TEXT EXTRACT:
Large attachments and memory pressure

Challenge: Processing large attachments can spike memory and slow request threads.

Solution: Stream downloads in chunks, write directly to object storage, and pass a reference to async workers for analysis. Set per-attachment and total size limits, then fail fast with a clear error that the user can understand.

Delivery reliability and backpressure

Challenge: Traffic bursts or downstream outages lead to retries and duplicate work.

Solution: Implement exponential backoff for webhooks, use idempotent keys, and scale workers horizontally. For polling, track cursor positions or acknowledged IDs. Emit metrics for queue depth, oldest event age, and end-to-end latency.

Conclusion

Inbound email processing gives your SaaS a low-friction capture channel that users already understand. By mapping addresses to tenants, validating senders, normalizing content, and storing both raw and parsed data, you get reliable ingestion without mail server maintenance. MailParse turns these building blocks into straightforward APIs so your team can focus on product logic instead of SMTP and MIME edge cases.

Start with a dedicated subdomain, a simple router, and an authenticated webhook. Add attachment streaming, reply threading, and monitoring as you grow. With these foundations, inbound email becomes a dependable part of your platform's data pipeline.

FAQ

How do I choose an ingestion subdomain and set it up?

Pick a dedicated subdomain like in.example.com. Create MX records that point to your provider, and avoid mixing with marketing or transactional sending domains. Using a separate subdomain lets you enforce different policies, rotate keys safely, and monitor isolated analytics.

What is the best way to verify webhook authenticity?

Use an HMAC signature header that includes the raw request body and a shared secret. Recompute the digest server side, compare with a constant-time function, and reject if mismatched or stale. Pair this with TLS, short-lived secrets, and IP allowlisting if possible.

How can I prevent infinite loops with auto-responders?

Ignore or rate limit messages with Auto-Submitted or X-Autoreply headers, and never send replies to the ingestion address. Use a unique reply-to subdomain for outbound threads and validate that inbound replies match expected patterns.

What limits should I set for attachments?

Establish clear per-attachment and total size caps, for example 10 MB per file and 25 MB total. Stream to object storage, scan asynchronously, and block executable or high-risk types. Provide user feedback on rejected attachments and suggest alternatives like secure uploads.

Do I need to run my own mail server to implement this?

No. An API-first inbound service handles SMTP, parsing, and delivery to your app. You configure DNS, define webhooks or polling, and implement routing logic. MailParse covers the heavy lifting so you do not have to operate mail infrastructure.

COLLECTED DATA:
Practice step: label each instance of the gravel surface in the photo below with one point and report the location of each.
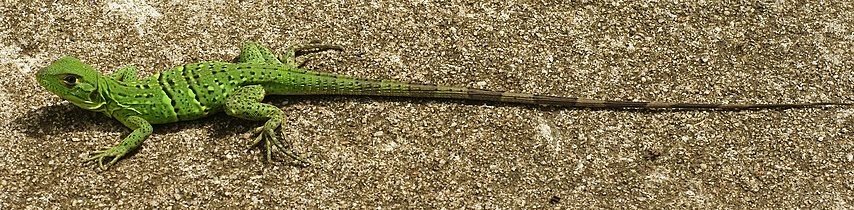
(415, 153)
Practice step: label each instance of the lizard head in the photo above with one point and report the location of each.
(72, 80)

SET EXERCISE:
Return the portion of the inbound email processing text starting at "Ignore or rate" and ending at "to implement this?", copied word for word.

ANSWER IN FULL:
Ignore or rate limit messages with Auto-Submitted or X-Autoreply headers, and never send replies to the ingestion address. Use a unique reply-to subdomain for outbound threads and validate that inbound replies match expected patterns.

What limits should I set for attachments?

Establish clear per-attachment and total size caps, for example 10 MB per file and 25 MB total. Stream to object storage, scan asynchronously, and block executable or high-risk types. Provide user feedback on rejected attachments and suggest alternatives like secure uploads.

Do I need to run my own mail server to implement this?